> What to do
As an exercise, copy out the entries exactly as written.

──────── Given records

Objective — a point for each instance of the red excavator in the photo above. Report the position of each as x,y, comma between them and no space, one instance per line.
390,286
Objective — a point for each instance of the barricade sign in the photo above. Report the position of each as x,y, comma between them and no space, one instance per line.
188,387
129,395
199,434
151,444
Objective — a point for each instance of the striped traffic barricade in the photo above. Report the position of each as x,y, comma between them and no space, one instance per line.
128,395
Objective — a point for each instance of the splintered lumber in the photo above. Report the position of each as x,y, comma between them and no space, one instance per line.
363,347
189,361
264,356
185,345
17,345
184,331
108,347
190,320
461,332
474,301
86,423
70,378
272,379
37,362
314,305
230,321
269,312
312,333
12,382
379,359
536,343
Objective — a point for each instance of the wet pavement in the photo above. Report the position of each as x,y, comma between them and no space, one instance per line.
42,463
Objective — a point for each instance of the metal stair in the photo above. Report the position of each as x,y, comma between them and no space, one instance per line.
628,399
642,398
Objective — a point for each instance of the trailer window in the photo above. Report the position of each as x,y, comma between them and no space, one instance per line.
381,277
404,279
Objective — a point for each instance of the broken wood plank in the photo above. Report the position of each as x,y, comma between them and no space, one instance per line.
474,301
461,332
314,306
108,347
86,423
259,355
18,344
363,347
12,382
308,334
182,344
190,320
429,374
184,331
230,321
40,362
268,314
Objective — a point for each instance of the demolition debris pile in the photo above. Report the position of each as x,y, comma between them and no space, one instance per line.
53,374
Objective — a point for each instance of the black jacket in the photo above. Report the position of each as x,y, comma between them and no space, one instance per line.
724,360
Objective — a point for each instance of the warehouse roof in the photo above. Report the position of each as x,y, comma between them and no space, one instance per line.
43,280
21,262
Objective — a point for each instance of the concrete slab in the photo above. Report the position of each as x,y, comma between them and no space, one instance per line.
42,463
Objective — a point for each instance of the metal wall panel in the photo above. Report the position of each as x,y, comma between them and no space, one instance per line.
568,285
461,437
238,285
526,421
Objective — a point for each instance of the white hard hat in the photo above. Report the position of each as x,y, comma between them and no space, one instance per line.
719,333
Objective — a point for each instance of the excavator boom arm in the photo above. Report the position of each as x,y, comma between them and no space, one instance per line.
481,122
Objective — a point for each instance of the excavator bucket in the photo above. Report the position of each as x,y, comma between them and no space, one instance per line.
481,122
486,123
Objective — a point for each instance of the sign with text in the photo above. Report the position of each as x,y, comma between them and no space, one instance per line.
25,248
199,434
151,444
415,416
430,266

────────────────

> Solution for this problem
Objective — a point for each instance of the red excavator in the photo above. Report the position of each as x,y, comma between them and no space, one instance per line.
390,286
Objective — a point for each instance of the barricade sign in the photo above. Report the position of each as x,y, comma between them and no space, one instance per line.
188,387
129,395
199,434
151,444
Objective — a point for each instance of the striped traffic barricade in the photo above. Report the position of each as x,y, comma between them and no space, one instance per line.
128,395
Objective — a point for each instance of the splintered lumber in the photo above. Report the position of each as x,y, comma between them and no space, one instance per line.
363,347
189,361
264,356
185,345
17,345
184,331
108,347
190,320
461,332
474,301
86,423
70,378
272,379
37,362
314,305
230,321
269,312
312,333
12,382
379,359
536,343
Objective — a point for each instance of the wet pavement in the photo above. Report the position of each as x,y, comma between them and no space, one instance per line.
42,463
Objective — a point for each instance of the metal stair in the photo above. Report the position of each as x,y, comma between them and no space, one instance per line.
628,399
642,398
Objective — a point for each instance of the trailer window in the photo above. Report the position of each as x,y, comma between them and no space, one instance per line.
381,277
404,279
Objective — a point for each instance of the broken wood plank in the photo above. Report the position of each as x,y, comma between them and no space, one instance per line.
474,301
461,332
314,306
108,347
86,423
259,355
18,344
363,347
12,382
308,334
182,344
190,320
429,374
184,331
230,321
40,362
268,314
Objective — a point for each instance of the demolition debris pile in the photo above. Report the position of each as x,y, comma between them and no space, one instance per line.
53,374
Objective — a point for each instance of the black jacket in the photo above. Report the position of each as x,y, comma between them and no space, one instance per line.
724,360
Objective — a point for each instance of the warehouse roof in the photo above. Report the position of each as x,y, comma between them and no space, one instance per line.
43,280
21,262
Objective — a point for each instance of the concrete slab in the photo above. Report the position of each as x,y, comma between them and no space, one instance per line.
42,463
Objective — a point for each instance of the metal wall panel in the photo above. Report the position of each as x,y, comma between them and no space, one instance per line.
568,285
461,437
238,285
526,421
Objective — a point for each instance of the white hard hat in the photo above. Report the position of each as x,y, comma between them and no space, one instance per line.
719,333
Objective — a point for each instance of the excavator boom arm in the photo above. Report the position of each as x,y, comma between them and no space, one instance per line.
481,122
Objective — a point for each instance of the excavator bucket in the photo above. Report the position of each as x,y, comma between them and no space, one instance per line.
481,122
486,123
Objective — a point for each instance of the sign with text in the photo above. Report the position of each as x,y, comma between them and no space, one instance per line.
25,248
199,434
151,444
415,416
430,266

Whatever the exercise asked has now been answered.